Belge Bölümü:
--*--

Başlığı “böylesi bir sigara düşmanlığı Ak Parti’ye iktidar kaybettirir, demedi demeyin!..” şeklinde okuyunuz...Dinimizde ve sosyal psikoloji esaslarında bir düstur var: “İfrat ve  tefrit kötüdür...” Yáni, aşırılığın her iki ucundan kaçınmak, her şeyi uç noktalarında değil, orta yolunda tutmak evlâdır...

Başlığı “böylesi bir sigara düşmanlığı Ak Parti’ye iktidar kaybettirir, demedi demeyin!..” şeklinde okuyunuz...

Dinimizde ve sosyal psikoloji esaslarında bir düstur var: “İfrat ve tefrit kötüdür...” Yáni, aşırılığın her iki ucundan kaçınmak, her şeyi uç noktalarında değil, orta yolunda tutmak evlâdır...

“Allah kimseye takat getiremeyeceği yükü yüklemez” (Bakara, 286) âyeti ve Peygamberimizin (sallallahü aleyhi ve sellem) “Kolaylaştırın, zorlaştırmayın; müjdeleyin, nefret ettirmeyin” hadîs-i şerîf’leri bunun dinî delilleridir...

Sayın Cumhurbaşkanı sigara içmiyor ve sağlığa zararlı olduğunu söylüyor, sevdiği ya da karşılaştığı kimi kişilerin cebinden sigara paketini çekip, “sigarayı bırakma” sözü alıyor... Bunlar “güzel hareketler” ve kimsecikler de itiraz edemez...

Cumhurbaşkanı “kapalı mekânlarda sigara içmemeyi” de kanunlaştırdı ve bu sayede hem otobüs, uçak, tren, kahvehane, kafe benzeri yerlerde sigara içmeyenlerin tacizine mani olundu hem de bir bilinç gelişti ve evinde sigara içenler de bu gaddarlıklarını terketmeye, balkonlarında yahut bahçelerinde içmeye başladılar...

--*--

Yapılacak İş A: Aşağıdaki kayıtlarda "leaf" sözcüğünü büyük-küçük harf ayrımını gözeterek içeren satırları sayın. Yalnızca sayıyı yazın.

--*--

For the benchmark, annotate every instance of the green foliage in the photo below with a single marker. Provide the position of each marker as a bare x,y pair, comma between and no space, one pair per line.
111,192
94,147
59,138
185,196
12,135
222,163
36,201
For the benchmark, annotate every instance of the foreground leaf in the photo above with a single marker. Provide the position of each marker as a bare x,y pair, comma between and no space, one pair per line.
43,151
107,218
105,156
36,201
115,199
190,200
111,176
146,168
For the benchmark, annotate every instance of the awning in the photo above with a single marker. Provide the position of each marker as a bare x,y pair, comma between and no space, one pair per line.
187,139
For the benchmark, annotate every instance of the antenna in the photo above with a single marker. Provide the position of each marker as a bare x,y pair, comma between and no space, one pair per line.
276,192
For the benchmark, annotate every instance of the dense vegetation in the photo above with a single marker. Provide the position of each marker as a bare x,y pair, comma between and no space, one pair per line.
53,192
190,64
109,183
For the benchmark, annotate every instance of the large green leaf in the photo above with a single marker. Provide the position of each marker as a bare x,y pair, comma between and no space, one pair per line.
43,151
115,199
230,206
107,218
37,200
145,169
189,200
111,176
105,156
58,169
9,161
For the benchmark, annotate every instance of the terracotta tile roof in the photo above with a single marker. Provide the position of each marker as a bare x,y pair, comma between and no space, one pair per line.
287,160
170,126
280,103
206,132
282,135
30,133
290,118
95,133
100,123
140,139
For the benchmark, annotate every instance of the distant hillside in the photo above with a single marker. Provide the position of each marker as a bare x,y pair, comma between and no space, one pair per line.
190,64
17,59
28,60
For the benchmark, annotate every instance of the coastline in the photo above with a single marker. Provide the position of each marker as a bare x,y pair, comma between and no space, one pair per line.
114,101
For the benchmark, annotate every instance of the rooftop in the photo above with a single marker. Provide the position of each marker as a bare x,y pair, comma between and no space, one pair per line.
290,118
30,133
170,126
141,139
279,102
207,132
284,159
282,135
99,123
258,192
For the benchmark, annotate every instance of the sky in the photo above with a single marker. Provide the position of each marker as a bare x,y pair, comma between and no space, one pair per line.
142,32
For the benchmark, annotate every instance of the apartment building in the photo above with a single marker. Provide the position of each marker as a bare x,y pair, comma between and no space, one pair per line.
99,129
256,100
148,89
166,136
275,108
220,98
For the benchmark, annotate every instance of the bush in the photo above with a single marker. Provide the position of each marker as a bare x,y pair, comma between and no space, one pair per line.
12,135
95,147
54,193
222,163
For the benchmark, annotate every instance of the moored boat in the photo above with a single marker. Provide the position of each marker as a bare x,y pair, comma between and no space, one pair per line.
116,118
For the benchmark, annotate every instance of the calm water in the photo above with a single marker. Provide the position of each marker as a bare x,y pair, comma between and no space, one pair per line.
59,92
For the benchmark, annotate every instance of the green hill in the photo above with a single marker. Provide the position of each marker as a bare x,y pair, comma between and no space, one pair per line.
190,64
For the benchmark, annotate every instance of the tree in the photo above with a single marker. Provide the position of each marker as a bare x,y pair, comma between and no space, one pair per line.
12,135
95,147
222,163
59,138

--*--

Yapılacak İş B: Kayıtlardan önce verilen sigara konulu yazıyı, son cümlesinden sonrasını yazarak sürdürün.

Yazılı Cevap A: 2

Yazılı Cevap B:
Bir “güzel hareket” daha kaydedildi hanesine. Lâkin... Cumhurbaşkanımız, dünya lideri Erdoğan işi ifrat noktasına kadar götürüp insanların kendi mülkü özel otolarında dahi sigara içmesini cezalandırmaya kalkınca bam telini kopardı!..

CHP’lilerin değil, (normal yurdum insanı oldukları için) Ak Partililerin büyük çoğunluğunun sigara tiryakisi olduğu bir yana, insan hakları açısından da sakat... Kimsenin özel mülkünde (konu komşusuna zarar vermeyecek şekilde) ne yaptığı kimseyi ilgilendirmez çünkü...

Bununla ilgili Hz. Ömer’in (r.a) başından geçen bir hadise rivâyet edilir: Halifeliği esnasında Hz. Ömer (r.a) gece âsâyiş kontrolü için dolaşırken bir haneden çalgı sesi, sarhoş nidası duyar ve o hiddetle kapıya yönelmeden evin duvarını aşıp içeri dalar...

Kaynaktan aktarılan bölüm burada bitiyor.